▸ **DOCUMENT EXCERPT**:
──────
A former World War II Field Marshal and Governor-General of Australia, Viscount Slim, said of the kiaps: "Your young chaps in New Guinea have gone out where I would never have gone without a battalion and they have done on their own by sheer force of character what I could only do with troops. I don't think there has been anything like it in the modern world".

== Indigenous perspective ==

=== August Kituai ===
August Ibrum K. Kituai, one of the early indigenous historians of PNG, has written "a study of the close encounters and entanglements which occurred when colonial regimes used indigenous people as agents of colonialism". Kituai "emphasises that orders and administration regulations were often not followed as native police did what they thought best, or to their own advantage" and "raises a number of unresolved issues about the pervasiveness of the Australian-led "civilising" administration, the extent of authority exercised by Kiaps over their men, and historiographically over the veracity of his informants' evidence".

Kituai "[peels] back of the veneer of Kiap authority, hierarchical command and so-called peaceful penetration which has underlined much of the earlier patrolling history of Papua New Guinea. My gun, my brother reveals a history of opportunism, property destruction, sexual predation and personal tragedy that highlights how the unofficial and unregulated underside of colonialism affected people's lives and created today's new nations".

=== Anyan of the Tairora people ===
Virginia and James Watson were anthropologists in the Central Highlands of Papua New Guinea during the 1950s and 1960s. A local woman, Anyan, became Virginia Watson's interpreter. Anyan had been chosen by her family "to go live in the government station of Kainantu in order to learn Tok Pisin and thus be able to act as a translator for her relatives and other villagers". Subsequently, Virginia Watson asked permission from Anyan to write her story, using her field notes, in the form of a book:

One time when the kiap came to get us we all ran away from the village as fast as we could. I was still a young girl then. I ran as fast and as far as I could and then I hid among some reeds in low ground. But my feet were not completely hidden and a policeman came by and saw them. He grabbed me by the arm and pulled me out to see if I was a girl or boy. When he saw I was a girl he took me to the house where they were keeping all of the people they caught. If I had been a boy I would have been shot. That time when the kiap came after us ten men and two boys were shot. This was one time in my life when I was most frightened. (pp.51-52)
──────
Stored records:

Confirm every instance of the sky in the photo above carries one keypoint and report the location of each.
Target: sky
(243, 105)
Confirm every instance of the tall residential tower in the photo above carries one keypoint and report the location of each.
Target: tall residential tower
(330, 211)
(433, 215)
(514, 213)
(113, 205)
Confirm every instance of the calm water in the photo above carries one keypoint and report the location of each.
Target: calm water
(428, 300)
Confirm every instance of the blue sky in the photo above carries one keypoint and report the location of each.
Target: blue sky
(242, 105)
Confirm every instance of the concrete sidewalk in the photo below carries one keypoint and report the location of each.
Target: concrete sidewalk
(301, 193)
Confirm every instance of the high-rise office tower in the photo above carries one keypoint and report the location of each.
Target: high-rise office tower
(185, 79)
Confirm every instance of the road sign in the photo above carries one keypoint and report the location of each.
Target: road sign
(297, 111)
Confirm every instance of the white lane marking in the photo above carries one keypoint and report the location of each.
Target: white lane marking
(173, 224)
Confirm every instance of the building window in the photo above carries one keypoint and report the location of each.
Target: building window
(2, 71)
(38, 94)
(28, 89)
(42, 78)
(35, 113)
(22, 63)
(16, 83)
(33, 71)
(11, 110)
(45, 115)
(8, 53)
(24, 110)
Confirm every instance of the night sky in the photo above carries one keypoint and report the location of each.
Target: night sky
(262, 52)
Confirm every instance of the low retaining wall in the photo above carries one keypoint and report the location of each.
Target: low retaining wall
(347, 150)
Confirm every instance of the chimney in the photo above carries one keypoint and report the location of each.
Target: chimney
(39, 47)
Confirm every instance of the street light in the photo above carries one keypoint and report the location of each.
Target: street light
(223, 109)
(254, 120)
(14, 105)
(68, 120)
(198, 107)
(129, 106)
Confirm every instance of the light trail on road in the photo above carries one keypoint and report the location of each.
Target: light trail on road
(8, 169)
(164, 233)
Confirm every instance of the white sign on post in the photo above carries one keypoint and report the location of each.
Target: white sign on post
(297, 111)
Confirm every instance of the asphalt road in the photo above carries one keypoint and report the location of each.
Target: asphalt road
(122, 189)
──────
▸ **WORK INSTRUCTION A**:
In the excerpt on kiaps, where did Anyan's family send her to learn Tok Pisin?
▸ **WORK INSTRUCTION B**:
Transcribe the kiap excerpt word for word, starting at "One time when" and continuing up to and including "most frightened. (pp.51-52)".

▸ **REPLY A**:
To the government station of Kainantu.

▸ **REPLY B**:
One time when the kiap came to get us we all ran away from the village as fast as we could. I was still a young girl then. I ran as fast and as far as I could and then I hid among some reeds in low ground. But my feet were not completely hidden and a policeman came by and saw them. He grabbed me by the arm and pulled me out to see if I was a girl or boy. When he saw I was a girl he took me to the house where they were keeping all of the people they caught. If I had been a boy I would have been shot. That time when the kiap came after us ten men and two boys were shot. This was one time in my life when I was most frightened. (pp.51-52)